→ **Consegne**
a - Restituisci alla lettera la porzione del testo sull'opera di Gluck compresa tra "Alla fine –" e "un gran Mamaluch.", estremi inclusi.
b - Prosegui il testo sull'opera di Gluck dal punto in cui si interrompe.

→ **Testo di riferimento**
Alla fine – come era prevedibilie – il pubblico, attirato più che altro dall’evento mondano dell’inaugurazione in sé, decretò un trionfo alle meraviglie scenografiche del Bibiena e, nonostante l’ottimo cast vocale che annoverava come primo uomo (Orazio) il celebre castrato Giacomo Manzoli, rimase piuttosto freddo alla musica di Gluck, tanto che alcuni, secondo la testimonianza del padre gesuita Alfonso di Maniago, la paragonarono addirittura “ad un Offizio da morto da cantarsi in Chiesa”. Sempre il Maniago riporta questa amena strofetta, che qualcuno compose per l’occasione:
Dman el part el Cluch:
El va per Triest;
Ch’al faga ben prest,
Perché al è un gran Mamaluch.
Da allora l’opera cadde nell’oblio, salvo autoimprestiti di Gluck che fecero ricomparire talune melodie nella seconda versione dell’Ezio e nell’Iphigénie en Aulide, e fu vista dagli studiosi, con ogni ragione, come un passo indietro nel percorso artistico dell’autore, compiuto per ragioni meramente economiche. Nel 2001 il Teatro di Lugo ne mise in scena una versione molto tagliata in cui il ruolo del titolo fu affidato a Stefania Donzelli e i ruoli di Orazio e di Mannio incomprensibilmente trasposti per tenore e baritono, una pratica che nel mondo civile era stata abbandonata negli anni ’50 del secolo scorso.

→ **Materiale fornito**
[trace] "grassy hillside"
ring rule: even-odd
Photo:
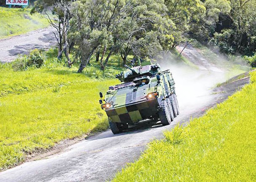
[[[0,7],[0,38],[46,27],[49,23],[39,14],[32,15],[29,9]]]
[[[254,181],[256,72],[223,103],[155,141],[114,182]]]
[[[78,74],[75,66],[58,65],[20,72],[0,65],[0,169],[62,140],[108,128],[98,93],[118,81],[96,68]]]

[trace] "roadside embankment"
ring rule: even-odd
[[[223,103],[164,133],[118,181],[253,181],[256,159],[256,72]]]

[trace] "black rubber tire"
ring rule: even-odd
[[[177,115],[179,114],[179,103],[178,103],[178,100],[177,100],[177,96],[175,94],[173,95],[174,98],[174,100],[176,103],[176,108],[177,108]]]
[[[174,94],[170,96],[169,99],[172,104],[172,110],[173,111],[174,117],[176,118],[178,115],[178,109],[176,105],[176,101],[175,101],[175,95]]]
[[[119,123],[108,121],[108,123],[109,123],[109,127],[113,133],[120,133],[123,131],[123,129]]]
[[[158,113],[161,123],[164,126],[168,125],[173,120],[173,111],[172,105],[166,100],[161,102],[161,110]]]

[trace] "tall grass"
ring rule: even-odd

→ **Risposte fornite**
a -
Alla fine – come era prevedibilie – il pubblico, attirato più che altro dall’evento mondano dell’inaugurazione in sé, decretò un trionfo alle meraviglie scenografiche del Bibiena e, nonostante l’ottimo cast vocale che annoverava come primo uomo (Orazio) il celebre castrato Giacomo Manzoli, rimase piuttosto freddo alla musica di Gluck, tanto che alcuni, secondo la testimonianza del padre gesuita Alfonso di Maniago, la paragonarono addirittura “ad un Offizio da morto da cantarsi in Chiesa”. Sempre il Maniago riporta questa amena strofetta, che qualcuno compose per l’occasione:
Dman el part el Cluch:
El va per Triest;
Ch’al faga ben prest,
Perché al è un gran Mamaluch.

b -
Per festeggiare i 250 anni da quell’inaugurazione il Teatro Comunale ha deciso di porre in scena nuovamente questa opera inaugurale, compiendo un’operazione analoga a quella dell’Europa Riconosciuta di Salieri per la Scala. Ma, con una tipica mentalità emiliana di voler fare le nozze coi fichi secchi, non è stato chiamato Rousset o Minkowski o Dantone ma ci si è affidati a uno spettacolo montato ad Atene nel 2012 e registrato per la “la nota [così almeno sostiene il programma di sala del Comunale] etichetta tedesca MDG“, diretto dallo sconosciuto Giuseppe Sigismondi de Risio. Il suo curriculum ce lo descrive come “particolarmente versato soprattutto nel repertorio del periodo che va dal romanticismo in poi, ha raccolto critiche entusiaste per la profondità e sensibilità della sua interpretazione, rigorosa e al contempo personale” (scordandosi purtroppo di menzionare dove abbia raccolto queste critiche entusiaste). Nessun particolare studio sulla prassi esecutiva settecentesca è menzionato e nemmeno è emerso all’ascolto della sua direzione dell’opera di Gluck con l’Orchestra del Teatro Comunale, piuttosto fiacca. A onor del vero bisogna però dire che l’edizione discografica che ha inciso con l’orchestra barocca Armonia Atenea è un tantino più brillante. In entrambe le esecuzioni si può comunque lodare la presenza di tutte le appoggiature necessarie e la proprietà stilistica delle cadenze, nonché l’assennatezza degli indispensabili tagli operati su recitativi e sulle arie (di alcune delle quali è stata eseguita solo la parte A, tagliando – come è giusto – l’intera parte B e la ripresa, senza macchiarsi dell’orrendo crimine di eseguire una parte B senza riprendere poi la parte A o magari riprendendo solo l’introduzione strumentale, come ancora qualche criminale si ostina a fare).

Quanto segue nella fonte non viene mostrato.